#### [Work instruction]
Without the pictures, give the listing below again exactly.
○ ○ ○ ○
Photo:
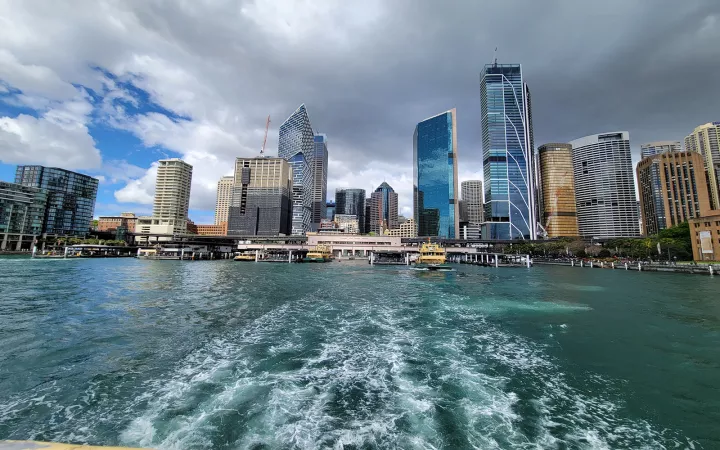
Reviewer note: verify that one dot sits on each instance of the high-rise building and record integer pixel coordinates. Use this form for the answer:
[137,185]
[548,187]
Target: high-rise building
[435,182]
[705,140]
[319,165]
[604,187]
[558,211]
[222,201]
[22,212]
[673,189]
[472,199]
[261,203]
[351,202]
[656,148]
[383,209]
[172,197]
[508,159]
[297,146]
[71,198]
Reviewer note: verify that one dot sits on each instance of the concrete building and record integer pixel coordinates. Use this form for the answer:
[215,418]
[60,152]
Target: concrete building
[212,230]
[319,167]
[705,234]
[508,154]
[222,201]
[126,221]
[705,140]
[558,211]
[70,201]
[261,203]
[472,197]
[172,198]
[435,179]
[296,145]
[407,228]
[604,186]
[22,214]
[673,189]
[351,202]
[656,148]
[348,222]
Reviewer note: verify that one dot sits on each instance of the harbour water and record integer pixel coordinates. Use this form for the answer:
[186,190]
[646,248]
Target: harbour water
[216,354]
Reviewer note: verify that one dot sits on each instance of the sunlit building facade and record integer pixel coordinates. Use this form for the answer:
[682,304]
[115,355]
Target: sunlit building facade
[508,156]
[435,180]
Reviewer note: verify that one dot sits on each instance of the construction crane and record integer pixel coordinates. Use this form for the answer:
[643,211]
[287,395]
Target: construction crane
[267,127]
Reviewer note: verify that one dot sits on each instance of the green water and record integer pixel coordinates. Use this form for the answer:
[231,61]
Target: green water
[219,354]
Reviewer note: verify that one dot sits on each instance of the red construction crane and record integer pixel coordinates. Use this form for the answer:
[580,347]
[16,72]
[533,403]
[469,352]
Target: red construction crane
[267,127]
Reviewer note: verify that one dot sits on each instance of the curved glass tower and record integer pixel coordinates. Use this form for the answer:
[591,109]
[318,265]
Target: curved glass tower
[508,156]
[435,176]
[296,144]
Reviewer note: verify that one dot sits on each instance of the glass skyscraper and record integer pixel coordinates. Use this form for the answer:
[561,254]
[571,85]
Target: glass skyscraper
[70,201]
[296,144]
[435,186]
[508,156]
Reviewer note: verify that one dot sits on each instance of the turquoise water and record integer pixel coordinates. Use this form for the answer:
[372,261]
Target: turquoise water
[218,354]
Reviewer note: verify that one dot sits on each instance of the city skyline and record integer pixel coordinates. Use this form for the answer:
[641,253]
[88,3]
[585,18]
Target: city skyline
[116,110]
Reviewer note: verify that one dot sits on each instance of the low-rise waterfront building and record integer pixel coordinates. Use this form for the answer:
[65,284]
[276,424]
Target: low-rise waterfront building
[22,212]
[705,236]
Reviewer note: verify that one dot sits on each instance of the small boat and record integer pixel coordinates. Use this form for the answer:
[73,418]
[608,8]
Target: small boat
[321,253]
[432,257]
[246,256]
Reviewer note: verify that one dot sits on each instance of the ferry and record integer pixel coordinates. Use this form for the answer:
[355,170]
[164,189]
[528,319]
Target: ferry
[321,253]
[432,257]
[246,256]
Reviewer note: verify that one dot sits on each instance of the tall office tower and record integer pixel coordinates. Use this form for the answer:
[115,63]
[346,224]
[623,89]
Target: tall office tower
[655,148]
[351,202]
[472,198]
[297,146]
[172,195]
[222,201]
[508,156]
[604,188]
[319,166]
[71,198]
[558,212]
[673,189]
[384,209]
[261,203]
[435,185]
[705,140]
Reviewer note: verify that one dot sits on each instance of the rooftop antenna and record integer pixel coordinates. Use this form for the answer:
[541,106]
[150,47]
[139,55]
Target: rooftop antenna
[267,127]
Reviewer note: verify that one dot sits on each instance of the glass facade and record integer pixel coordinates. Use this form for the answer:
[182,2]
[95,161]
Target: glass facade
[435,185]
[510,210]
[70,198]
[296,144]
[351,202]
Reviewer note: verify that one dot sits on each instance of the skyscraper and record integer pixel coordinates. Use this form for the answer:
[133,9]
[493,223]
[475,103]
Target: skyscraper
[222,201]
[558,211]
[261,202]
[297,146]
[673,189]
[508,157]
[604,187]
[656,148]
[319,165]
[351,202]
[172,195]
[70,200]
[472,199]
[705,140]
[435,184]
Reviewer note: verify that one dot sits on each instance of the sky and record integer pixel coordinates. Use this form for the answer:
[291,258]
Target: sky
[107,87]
○ ○ ○ ○
#### [Result of the task]
Photo:
Reviewer note: verify that one dot sits on each instance of the high-rise building and record integer pixel coordinates. Use this form for the answer:
[137,185]
[548,187]
Target: high-rise building
[435,182]
[705,140]
[319,165]
[604,187]
[558,211]
[222,201]
[22,212]
[673,189]
[472,199]
[261,203]
[351,202]
[656,148]
[383,209]
[172,197]
[508,159]
[297,146]
[71,198]
Reviewer note: verify that one dot sits on each instance of the concrete building and record integer pixel coordinates. Use this form for the answer:
[215,418]
[60,152]
Target: concrete building
[212,230]
[319,167]
[705,234]
[508,154]
[222,201]
[126,221]
[705,140]
[558,211]
[70,201]
[261,203]
[472,197]
[172,198]
[435,179]
[296,145]
[407,228]
[604,186]
[22,214]
[673,189]
[351,202]
[656,148]
[348,222]
Reviewer note: verify that one dot sits on each instance of the harbour water and record integer pixel coordinates. Use this form for the answer:
[186,190]
[646,248]
Target: harbour water
[216,354]
Reviewer note: verify that one dot sits on each instance of the sunlit building facade and record integer pixel coordinates. Use this form for the answer:
[682,304]
[115,355]
Target: sunlit building facade
[508,156]
[435,180]
Reviewer note: verify that one dot sits on each instance of the construction crane and record integer pixel coordinates. Use this form for the answer:
[643,211]
[287,395]
Target: construction crane
[267,127]
Reviewer note: verify that one dot sits on each instance of the green water and record integer pixel coordinates. Use this form for the answer:
[231,61]
Target: green water
[219,354]
Reviewer note: verify that one dot sits on each instance of the red construction crane and record integer pixel coordinates. Use this form for the answer:
[580,347]
[16,72]
[533,403]
[469,352]
Target: red construction crane
[267,127]
Reviewer note: verify that one dot sits on each instance of the curved glass tower and record integer pixel coordinates. Use this form for the answer:
[591,109]
[318,265]
Target: curved glass tower
[508,156]
[435,176]
[296,144]
Reviewer note: verify that one dot sits on each instance of the glass skyscraper and record integer pixel coordinates. Use this form for the answer:
[561,254]
[571,85]
Target: glass skyscraper
[70,201]
[296,144]
[435,186]
[508,156]
Reviewer note: verify that one dot sits on each instance of the turquoise water and record integer pixel coordinates. Use this form for the answer:
[372,261]
Target: turquoise water
[218,354]
Reviewer note: verify that one dot sits on each instance of the city skyline and record integer pixel coordinates. Use this form for the answer:
[641,253]
[88,3]
[585,18]
Target: city skyline
[116,110]
Reviewer note: verify that one dot sits on each instance of the low-rise waterfront building and record integer pixel coordinates. Use this form for the answer:
[65,284]
[276,424]
Target: low-rise waterfront building
[22,212]
[705,236]
Reviewer note: verify that one dot sits on each instance of the small boat and record integer pixel coordinates. Use this form for the answer:
[73,418]
[608,8]
Target: small boat
[321,253]
[432,257]
[246,256]
Reviewer note: verify that one dot sits on each instance of the ferry and record integer pixel coordinates. Use this form for the answer:
[355,170]
[164,189]
[528,319]
Target: ferry
[321,253]
[432,257]
[246,256]
Reviewer note: verify that one dot sits on each instance of the tall office tower and record integer pixel coordinates. Use this form for the answer:
[115,63]
[346,224]
[623,89]
Target: tall office tower
[655,148]
[351,202]
[472,198]
[297,146]
[172,195]
[222,201]
[508,156]
[604,188]
[319,166]
[71,198]
[558,212]
[673,189]
[384,209]
[261,203]
[435,185]
[705,140]
Reviewer note: verify that one dot sits on each instance of the rooftop antenna and record integer pixel coordinates. Use this form for the answer:
[541,106]
[150,47]
[139,55]
Target: rooftop antenna
[267,127]
Reviewer note: verify that one dot sits on each instance of the glass facade and record integer pixel coordinates. Use this form for the answer:
[182,2]
[95,161]
Target: glass facade
[435,185]
[510,210]
[70,198]
[296,144]
[351,202]
Reviewer note: verify that one dot sits on each instance of the skyscraper and record integer pixel coordinates. Use this form for the answer:
[133,9]
[493,223]
[475,103]
Target: skyscraper
[222,201]
[558,211]
[261,202]
[297,146]
[673,189]
[508,157]
[604,187]
[656,148]
[319,165]
[351,202]
[172,195]
[70,200]
[472,199]
[705,140]
[435,184]
Reviewer note: verify that one dot sits on each instance of the sky and record integer pixel coordinates. Use this form for the answer:
[291,258]
Target: sky
[107,87]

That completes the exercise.